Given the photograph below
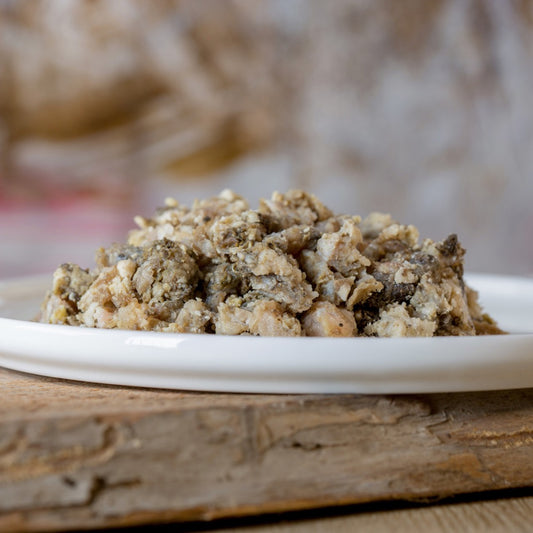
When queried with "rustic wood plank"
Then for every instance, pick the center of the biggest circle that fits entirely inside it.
(78, 455)
(514, 515)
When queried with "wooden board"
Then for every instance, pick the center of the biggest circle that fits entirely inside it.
(76, 455)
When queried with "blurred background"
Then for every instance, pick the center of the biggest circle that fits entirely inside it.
(421, 109)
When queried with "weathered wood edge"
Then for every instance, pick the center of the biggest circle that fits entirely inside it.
(192, 460)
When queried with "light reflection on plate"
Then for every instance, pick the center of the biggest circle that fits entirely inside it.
(275, 365)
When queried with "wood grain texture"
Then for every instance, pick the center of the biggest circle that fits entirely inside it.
(77, 455)
(499, 516)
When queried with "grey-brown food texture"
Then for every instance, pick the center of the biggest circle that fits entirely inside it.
(289, 268)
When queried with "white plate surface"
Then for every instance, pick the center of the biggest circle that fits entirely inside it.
(275, 365)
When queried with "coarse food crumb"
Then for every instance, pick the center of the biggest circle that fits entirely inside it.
(291, 267)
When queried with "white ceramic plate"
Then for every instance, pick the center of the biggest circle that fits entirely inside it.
(275, 365)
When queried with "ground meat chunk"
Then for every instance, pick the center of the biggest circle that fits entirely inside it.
(327, 320)
(291, 267)
(395, 321)
(69, 283)
(166, 278)
(270, 320)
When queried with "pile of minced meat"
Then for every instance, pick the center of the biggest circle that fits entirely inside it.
(289, 268)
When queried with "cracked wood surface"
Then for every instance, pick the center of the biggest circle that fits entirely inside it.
(76, 455)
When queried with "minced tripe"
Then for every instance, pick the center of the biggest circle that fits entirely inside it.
(289, 268)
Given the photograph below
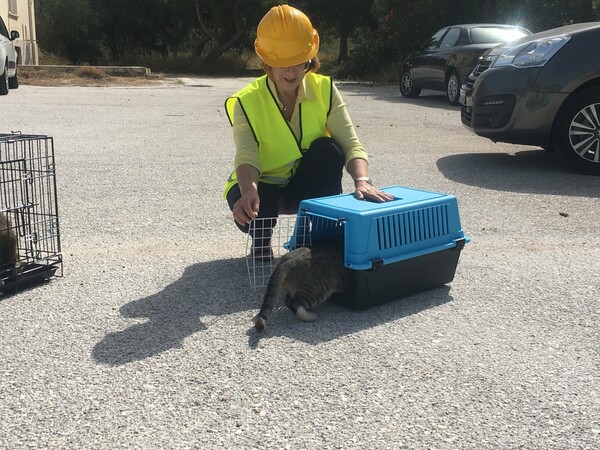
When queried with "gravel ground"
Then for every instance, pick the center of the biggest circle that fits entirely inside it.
(146, 343)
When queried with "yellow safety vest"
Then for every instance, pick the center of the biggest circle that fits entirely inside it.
(278, 149)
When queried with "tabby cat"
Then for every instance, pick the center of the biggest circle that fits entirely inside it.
(8, 248)
(309, 275)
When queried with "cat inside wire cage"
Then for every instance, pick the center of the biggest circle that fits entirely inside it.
(29, 230)
(268, 239)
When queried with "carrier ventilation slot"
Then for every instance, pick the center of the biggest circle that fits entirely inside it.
(409, 227)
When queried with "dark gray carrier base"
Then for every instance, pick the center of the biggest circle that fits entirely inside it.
(385, 283)
(32, 275)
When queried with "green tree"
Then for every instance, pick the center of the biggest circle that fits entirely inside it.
(69, 29)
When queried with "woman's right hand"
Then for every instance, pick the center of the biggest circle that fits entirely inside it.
(246, 208)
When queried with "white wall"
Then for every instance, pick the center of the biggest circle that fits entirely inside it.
(19, 15)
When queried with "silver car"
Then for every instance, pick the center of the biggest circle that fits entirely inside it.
(8, 59)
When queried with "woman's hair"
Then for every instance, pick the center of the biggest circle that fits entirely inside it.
(313, 65)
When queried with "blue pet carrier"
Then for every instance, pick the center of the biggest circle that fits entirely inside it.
(391, 249)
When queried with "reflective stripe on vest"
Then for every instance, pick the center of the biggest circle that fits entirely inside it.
(278, 149)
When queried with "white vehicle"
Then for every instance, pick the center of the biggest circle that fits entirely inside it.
(8, 60)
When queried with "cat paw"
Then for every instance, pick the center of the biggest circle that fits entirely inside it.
(260, 324)
(305, 315)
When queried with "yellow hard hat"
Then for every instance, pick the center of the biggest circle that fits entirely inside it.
(285, 37)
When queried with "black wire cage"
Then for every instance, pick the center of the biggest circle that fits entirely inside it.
(29, 229)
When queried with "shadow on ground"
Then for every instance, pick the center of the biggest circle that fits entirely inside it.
(207, 291)
(529, 171)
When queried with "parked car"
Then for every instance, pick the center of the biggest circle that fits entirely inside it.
(8, 59)
(445, 61)
(542, 90)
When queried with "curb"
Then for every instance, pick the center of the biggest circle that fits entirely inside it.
(131, 71)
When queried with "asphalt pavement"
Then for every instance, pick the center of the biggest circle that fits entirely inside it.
(146, 341)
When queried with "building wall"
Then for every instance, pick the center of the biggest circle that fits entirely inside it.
(19, 15)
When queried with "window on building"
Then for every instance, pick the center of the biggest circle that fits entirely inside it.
(12, 6)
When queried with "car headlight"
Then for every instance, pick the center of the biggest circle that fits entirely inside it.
(531, 54)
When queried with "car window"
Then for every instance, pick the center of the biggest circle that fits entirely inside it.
(451, 38)
(434, 40)
(491, 35)
(3, 30)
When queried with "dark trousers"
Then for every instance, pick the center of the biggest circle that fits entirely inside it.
(319, 174)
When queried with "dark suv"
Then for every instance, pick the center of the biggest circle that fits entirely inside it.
(541, 90)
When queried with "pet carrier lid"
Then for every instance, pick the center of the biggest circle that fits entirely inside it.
(415, 223)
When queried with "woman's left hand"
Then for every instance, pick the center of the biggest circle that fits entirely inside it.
(366, 191)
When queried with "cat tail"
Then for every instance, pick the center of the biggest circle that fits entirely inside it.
(271, 295)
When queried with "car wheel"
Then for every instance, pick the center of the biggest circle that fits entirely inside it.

------------------------------------------------------------------------

Aim of the task> Return only the number of lines in the data that hold the string "minced".

Reply to the exercise> 2